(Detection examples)

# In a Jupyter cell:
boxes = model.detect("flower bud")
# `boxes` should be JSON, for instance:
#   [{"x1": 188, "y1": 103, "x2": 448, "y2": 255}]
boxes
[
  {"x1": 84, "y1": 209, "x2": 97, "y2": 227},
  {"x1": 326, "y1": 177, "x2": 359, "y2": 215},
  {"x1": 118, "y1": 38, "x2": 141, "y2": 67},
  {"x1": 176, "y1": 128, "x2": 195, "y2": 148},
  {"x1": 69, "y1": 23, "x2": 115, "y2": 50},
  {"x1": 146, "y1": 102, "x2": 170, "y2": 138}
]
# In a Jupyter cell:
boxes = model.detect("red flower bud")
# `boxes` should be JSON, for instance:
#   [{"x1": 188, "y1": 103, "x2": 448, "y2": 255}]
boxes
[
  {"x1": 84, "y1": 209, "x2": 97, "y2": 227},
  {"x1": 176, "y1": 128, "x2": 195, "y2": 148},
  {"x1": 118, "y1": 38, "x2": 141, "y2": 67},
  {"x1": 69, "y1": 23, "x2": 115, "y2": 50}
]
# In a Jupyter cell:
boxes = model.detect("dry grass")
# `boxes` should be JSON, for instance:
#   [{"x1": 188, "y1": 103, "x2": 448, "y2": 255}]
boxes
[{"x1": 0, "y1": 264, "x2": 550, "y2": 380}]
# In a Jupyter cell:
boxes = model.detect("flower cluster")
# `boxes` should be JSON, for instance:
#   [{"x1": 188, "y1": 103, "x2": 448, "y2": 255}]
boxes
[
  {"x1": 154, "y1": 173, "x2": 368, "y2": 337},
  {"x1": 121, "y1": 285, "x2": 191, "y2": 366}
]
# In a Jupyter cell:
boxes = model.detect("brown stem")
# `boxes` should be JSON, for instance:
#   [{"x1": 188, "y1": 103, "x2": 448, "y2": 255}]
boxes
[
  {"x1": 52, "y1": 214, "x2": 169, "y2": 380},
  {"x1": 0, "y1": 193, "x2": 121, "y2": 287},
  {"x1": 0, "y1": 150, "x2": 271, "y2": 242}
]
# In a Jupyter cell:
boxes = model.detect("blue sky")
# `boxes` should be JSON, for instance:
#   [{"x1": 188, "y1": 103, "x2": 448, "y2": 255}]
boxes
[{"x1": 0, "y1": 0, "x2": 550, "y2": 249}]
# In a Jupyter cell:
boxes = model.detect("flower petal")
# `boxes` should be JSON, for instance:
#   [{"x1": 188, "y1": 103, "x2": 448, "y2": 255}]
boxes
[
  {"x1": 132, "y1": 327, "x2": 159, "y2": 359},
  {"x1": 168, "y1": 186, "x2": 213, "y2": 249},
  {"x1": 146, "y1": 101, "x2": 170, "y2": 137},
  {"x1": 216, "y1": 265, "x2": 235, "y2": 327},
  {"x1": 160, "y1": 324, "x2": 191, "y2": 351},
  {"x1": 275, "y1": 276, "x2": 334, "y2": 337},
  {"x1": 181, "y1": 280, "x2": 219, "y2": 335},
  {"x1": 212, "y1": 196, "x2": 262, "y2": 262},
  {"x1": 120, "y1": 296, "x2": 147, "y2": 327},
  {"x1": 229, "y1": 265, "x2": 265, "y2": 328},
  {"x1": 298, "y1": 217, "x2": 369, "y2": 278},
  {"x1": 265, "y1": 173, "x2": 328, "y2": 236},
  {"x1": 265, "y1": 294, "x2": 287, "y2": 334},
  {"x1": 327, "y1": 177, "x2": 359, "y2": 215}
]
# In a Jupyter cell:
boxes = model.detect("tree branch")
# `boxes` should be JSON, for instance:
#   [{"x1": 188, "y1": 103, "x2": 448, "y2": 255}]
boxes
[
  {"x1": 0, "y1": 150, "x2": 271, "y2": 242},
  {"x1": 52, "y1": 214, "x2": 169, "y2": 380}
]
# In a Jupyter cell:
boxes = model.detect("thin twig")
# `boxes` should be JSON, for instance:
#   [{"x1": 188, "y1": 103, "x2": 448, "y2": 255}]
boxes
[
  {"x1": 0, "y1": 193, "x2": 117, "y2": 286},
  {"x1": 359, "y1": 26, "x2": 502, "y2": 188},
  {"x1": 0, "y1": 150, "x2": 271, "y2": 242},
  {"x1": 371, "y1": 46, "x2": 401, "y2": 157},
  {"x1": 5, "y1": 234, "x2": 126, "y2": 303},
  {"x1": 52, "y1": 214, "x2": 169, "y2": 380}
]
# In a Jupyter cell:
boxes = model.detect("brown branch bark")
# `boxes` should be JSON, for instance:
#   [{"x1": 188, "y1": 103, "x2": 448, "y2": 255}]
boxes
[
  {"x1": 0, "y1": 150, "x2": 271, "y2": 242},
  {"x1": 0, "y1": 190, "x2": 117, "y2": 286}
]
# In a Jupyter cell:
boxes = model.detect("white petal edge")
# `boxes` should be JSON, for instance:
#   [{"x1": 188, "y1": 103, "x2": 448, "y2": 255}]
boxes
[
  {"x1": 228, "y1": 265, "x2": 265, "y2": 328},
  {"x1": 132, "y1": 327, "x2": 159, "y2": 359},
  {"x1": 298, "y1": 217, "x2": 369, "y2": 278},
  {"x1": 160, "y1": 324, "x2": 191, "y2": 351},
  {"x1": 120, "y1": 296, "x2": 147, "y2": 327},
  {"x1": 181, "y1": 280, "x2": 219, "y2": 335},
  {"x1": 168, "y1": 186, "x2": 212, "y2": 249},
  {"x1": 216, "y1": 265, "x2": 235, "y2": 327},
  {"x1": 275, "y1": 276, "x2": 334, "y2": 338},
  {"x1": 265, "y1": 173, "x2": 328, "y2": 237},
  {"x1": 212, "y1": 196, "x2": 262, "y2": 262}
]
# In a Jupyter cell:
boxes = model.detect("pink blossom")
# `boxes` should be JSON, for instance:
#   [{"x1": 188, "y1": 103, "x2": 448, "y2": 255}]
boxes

### Exercise goal
Pick out and copy every line in the entries above that contains the string "model". Case counts, so a line qualifies only if the letters match in case.

### Solution to this exercise
boxes = model.detect("flower bud")
boxes = model.detect("red flower bud")
boxes = model.detect("dry grass")
boxes = model.detect("flower cluster")
boxes = model.detect("brown stem")
boxes = model.detect("blue sky")
boxes = model.detect("flower petal")
boxes = model.detect("tree branch")
boxes = model.detect("thin twig")
boxes = model.detect("brown branch bark")
boxes = model.detect("white petal edge")
boxes = model.detect("pink blossom")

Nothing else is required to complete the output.